**What this task involves**: Can you give the lines as a JSON list of strings, one string per line and blank lines left out, starting with the line that contains "Segment palm from the image above." and going on through the end of the records?

****

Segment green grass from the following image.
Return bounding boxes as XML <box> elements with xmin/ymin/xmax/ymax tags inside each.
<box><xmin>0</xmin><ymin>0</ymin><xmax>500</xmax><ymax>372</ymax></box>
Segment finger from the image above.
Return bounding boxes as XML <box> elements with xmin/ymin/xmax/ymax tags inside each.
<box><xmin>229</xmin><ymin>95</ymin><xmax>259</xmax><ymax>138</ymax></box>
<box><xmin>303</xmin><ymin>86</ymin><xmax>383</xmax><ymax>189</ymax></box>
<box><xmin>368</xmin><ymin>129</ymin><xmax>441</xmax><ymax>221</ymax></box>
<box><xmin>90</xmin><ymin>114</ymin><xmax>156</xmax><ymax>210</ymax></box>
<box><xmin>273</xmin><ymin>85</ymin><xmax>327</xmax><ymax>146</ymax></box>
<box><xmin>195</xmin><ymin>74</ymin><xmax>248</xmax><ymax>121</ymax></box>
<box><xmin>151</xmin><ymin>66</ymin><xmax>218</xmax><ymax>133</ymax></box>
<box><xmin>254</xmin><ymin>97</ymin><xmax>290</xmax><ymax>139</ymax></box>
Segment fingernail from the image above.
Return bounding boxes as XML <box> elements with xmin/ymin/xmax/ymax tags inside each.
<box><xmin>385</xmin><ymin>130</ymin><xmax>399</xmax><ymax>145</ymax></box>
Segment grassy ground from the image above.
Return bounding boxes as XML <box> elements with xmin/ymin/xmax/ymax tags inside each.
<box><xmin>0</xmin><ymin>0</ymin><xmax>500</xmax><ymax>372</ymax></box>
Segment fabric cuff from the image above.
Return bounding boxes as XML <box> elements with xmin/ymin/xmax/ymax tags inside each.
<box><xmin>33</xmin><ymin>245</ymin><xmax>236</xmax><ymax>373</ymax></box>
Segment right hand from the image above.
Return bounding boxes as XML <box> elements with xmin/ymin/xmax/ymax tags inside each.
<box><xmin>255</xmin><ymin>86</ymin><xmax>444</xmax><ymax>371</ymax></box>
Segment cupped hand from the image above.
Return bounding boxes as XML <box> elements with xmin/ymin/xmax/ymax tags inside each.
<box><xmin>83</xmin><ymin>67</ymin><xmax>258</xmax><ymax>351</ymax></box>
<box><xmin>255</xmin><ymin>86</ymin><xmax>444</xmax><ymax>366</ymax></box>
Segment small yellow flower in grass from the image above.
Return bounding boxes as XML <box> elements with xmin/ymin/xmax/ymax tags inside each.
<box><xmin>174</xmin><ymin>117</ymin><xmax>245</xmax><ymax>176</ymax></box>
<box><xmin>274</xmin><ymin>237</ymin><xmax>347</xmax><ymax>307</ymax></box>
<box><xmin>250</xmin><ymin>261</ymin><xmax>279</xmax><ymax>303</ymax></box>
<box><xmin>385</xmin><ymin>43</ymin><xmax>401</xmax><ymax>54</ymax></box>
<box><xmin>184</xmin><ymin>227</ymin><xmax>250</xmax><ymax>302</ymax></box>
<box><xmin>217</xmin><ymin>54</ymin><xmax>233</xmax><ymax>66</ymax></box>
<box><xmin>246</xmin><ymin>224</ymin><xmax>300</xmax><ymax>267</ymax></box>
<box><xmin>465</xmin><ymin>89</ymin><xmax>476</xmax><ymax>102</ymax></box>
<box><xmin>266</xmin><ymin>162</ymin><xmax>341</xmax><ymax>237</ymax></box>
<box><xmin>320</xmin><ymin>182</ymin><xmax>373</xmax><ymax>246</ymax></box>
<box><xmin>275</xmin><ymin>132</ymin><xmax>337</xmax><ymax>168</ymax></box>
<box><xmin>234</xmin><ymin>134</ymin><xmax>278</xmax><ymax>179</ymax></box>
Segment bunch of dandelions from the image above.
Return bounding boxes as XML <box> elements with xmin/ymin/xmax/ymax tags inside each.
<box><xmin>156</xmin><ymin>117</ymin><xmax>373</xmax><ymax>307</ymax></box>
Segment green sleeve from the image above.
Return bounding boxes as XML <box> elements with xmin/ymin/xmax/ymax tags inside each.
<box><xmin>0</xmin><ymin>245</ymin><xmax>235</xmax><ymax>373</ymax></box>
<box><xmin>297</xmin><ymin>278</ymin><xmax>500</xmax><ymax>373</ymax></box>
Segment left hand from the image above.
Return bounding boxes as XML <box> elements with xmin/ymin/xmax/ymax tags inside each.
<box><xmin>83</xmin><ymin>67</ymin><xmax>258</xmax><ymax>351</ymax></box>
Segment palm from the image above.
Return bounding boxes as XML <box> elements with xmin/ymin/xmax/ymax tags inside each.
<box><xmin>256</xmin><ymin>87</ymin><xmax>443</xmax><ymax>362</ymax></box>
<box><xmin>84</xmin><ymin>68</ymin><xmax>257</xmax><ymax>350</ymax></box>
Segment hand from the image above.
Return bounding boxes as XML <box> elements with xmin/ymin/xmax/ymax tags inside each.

****

**Task output**:
[
  "Segment palm from the image above.",
  "Return bounding boxes as XML <box> elements with xmin/ymin/xmax/ymax tags inside each.",
  "<box><xmin>256</xmin><ymin>87</ymin><xmax>443</xmax><ymax>362</ymax></box>",
  "<box><xmin>84</xmin><ymin>68</ymin><xmax>257</xmax><ymax>350</ymax></box>",
  "Segment hand from the image above.",
  "Return bounding boxes as XML <box> elements with xmin/ymin/xmax/ymax tags inside each."
]